── TEXTAUSZUG

Samstag, 25. Juni 2005

Dieses Wochenende ziehe ich um. Wem das etwas plötzlich vorkommt, dem sei gesagt, das ist auch so. Die Geschichte von vorne: Eigentlich endet mein Vertrag mit der Résidence Jean Medecin Ende Juni. Nachdem ich aber mein Praktikum bis Ende August machen wollte, habe ich beim CROUS per Mail angefragt, ob ich hier verlängern kann. Es kam eine Absage, für Ausländer gäbe es im Sommer kein Kontigent. Nachdem ich noch im Kopf hatte, daß bei meiner Ankunft letzten September nicht viel los war im Wohnheim, habe ich trotzdem nochmal direkt hier nachgefragt und man sagte mir, eigentlich wäre schon immer was frei im Sommer, ich solle einfach mal eine Anfrage ausfüllen und aber doch bitte meine "Convention du stage" beilegen - schließlich betreibe man hier "pas de tourisme!"

In der zweiten Juniwoche kam dann ein Brief, alles klar, ich kann bleiben. Cool!

────
── VORGEGEBENE EINTRÄGE

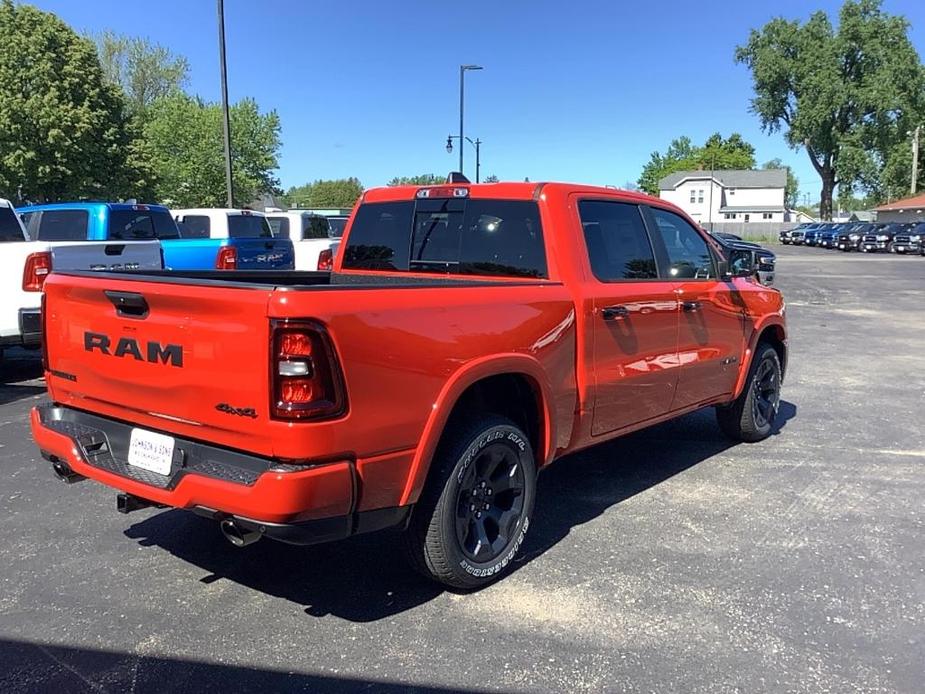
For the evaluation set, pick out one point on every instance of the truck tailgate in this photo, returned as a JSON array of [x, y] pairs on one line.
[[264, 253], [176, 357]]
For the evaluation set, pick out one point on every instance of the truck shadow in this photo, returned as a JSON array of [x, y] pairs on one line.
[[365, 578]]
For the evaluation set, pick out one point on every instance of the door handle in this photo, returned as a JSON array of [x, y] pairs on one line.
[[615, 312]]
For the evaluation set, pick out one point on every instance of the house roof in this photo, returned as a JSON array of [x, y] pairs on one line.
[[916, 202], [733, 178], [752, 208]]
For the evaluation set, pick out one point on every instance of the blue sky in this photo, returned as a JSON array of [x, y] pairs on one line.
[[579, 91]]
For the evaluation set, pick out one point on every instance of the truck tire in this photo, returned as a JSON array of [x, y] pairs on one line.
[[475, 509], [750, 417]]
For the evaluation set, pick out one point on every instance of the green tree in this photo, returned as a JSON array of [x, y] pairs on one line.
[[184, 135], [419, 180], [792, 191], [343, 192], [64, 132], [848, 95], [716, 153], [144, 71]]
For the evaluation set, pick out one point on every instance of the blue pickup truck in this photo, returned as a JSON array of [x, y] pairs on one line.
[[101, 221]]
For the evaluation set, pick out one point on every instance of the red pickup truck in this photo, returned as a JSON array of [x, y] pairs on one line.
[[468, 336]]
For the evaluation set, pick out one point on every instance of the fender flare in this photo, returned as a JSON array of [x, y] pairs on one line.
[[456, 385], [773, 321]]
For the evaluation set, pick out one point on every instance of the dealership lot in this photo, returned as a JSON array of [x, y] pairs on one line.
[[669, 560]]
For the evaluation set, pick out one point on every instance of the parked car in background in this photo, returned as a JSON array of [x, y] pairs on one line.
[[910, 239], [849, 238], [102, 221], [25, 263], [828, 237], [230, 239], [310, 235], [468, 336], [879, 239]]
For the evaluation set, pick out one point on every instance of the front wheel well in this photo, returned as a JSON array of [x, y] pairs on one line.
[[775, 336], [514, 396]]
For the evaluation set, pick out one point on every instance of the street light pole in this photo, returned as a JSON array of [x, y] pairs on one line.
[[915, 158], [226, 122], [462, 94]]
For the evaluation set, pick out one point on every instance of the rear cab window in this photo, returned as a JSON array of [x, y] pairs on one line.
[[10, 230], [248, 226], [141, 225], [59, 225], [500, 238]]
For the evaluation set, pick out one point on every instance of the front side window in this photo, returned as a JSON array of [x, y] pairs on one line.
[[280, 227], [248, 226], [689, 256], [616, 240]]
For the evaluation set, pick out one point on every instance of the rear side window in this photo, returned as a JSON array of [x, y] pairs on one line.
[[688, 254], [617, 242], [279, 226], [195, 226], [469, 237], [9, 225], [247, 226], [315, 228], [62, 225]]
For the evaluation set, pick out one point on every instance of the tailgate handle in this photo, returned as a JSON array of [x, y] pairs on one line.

────
── VORGEGEBENE EINTRÄGE

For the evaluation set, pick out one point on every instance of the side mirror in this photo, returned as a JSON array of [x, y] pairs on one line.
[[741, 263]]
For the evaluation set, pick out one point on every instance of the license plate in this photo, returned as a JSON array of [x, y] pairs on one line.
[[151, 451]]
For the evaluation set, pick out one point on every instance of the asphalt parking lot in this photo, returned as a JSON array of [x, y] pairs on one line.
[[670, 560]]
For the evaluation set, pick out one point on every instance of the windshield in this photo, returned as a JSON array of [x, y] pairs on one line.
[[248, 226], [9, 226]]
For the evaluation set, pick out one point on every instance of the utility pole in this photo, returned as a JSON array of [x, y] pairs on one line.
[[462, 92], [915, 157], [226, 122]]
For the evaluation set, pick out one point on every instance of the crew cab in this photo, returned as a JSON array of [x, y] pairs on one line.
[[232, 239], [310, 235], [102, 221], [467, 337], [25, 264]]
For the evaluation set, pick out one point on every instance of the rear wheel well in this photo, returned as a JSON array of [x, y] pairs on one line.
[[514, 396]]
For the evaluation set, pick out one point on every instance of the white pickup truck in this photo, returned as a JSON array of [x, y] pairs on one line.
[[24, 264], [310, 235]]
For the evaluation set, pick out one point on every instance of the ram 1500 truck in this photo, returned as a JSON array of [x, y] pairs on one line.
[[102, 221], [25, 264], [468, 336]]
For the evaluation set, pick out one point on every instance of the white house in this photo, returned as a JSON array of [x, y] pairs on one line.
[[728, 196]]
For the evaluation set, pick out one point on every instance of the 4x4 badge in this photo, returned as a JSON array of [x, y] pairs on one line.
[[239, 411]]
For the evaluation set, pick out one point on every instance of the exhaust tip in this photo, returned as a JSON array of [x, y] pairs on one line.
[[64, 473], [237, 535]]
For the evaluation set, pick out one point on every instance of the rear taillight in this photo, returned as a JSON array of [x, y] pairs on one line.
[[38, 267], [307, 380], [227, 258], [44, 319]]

────

- _ARBEITSANWEISUNGEN_
1. Bis wann sollte das Praktikum laut Textauszug dauern?
2. Kopiere aus dem Textauszug alles von „Samstag, 25. Juni“ bis hinunter zu „kann bleiben. Cool!“.

- _LÖSUNGEN_
1. Bis Ende August.

2.
Samstag, 25. Juni 2005

Dieses Wochenende ziehe ich um. Wem das etwas plötzlich vorkommt, dem sei gesagt, das ist auch so. Die Geschichte von vorne: Eigentlich endet mein Vertrag mit der Résidence Jean Medecin Ende Juni. Nachdem ich aber mein Praktikum bis Ende August machen wollte, habe ich beim CROUS per Mail angefragt, ob ich hier verlängern kann. Es kam eine Absage, für Ausländer gäbe es im Sommer kein Kontigent. Nachdem ich noch im Kopf hatte, daß bei meiner Ankunft letzten September nicht viel los war im Wohnheim, habe ich trotzdem nochmal direkt hier nachgefragt und man sagte mir, eigentlich wäre schon immer was frei im Sommer, ich solle einfach mal eine Anfrage ausfüllen und aber doch bitte meine "Convention du stage" beilegen - schließlich betreibe man hier "pas de tourisme!"

In der zweiten Juniwoche kam dann ein Brief, alles klar, ich kann bleiben. Cool!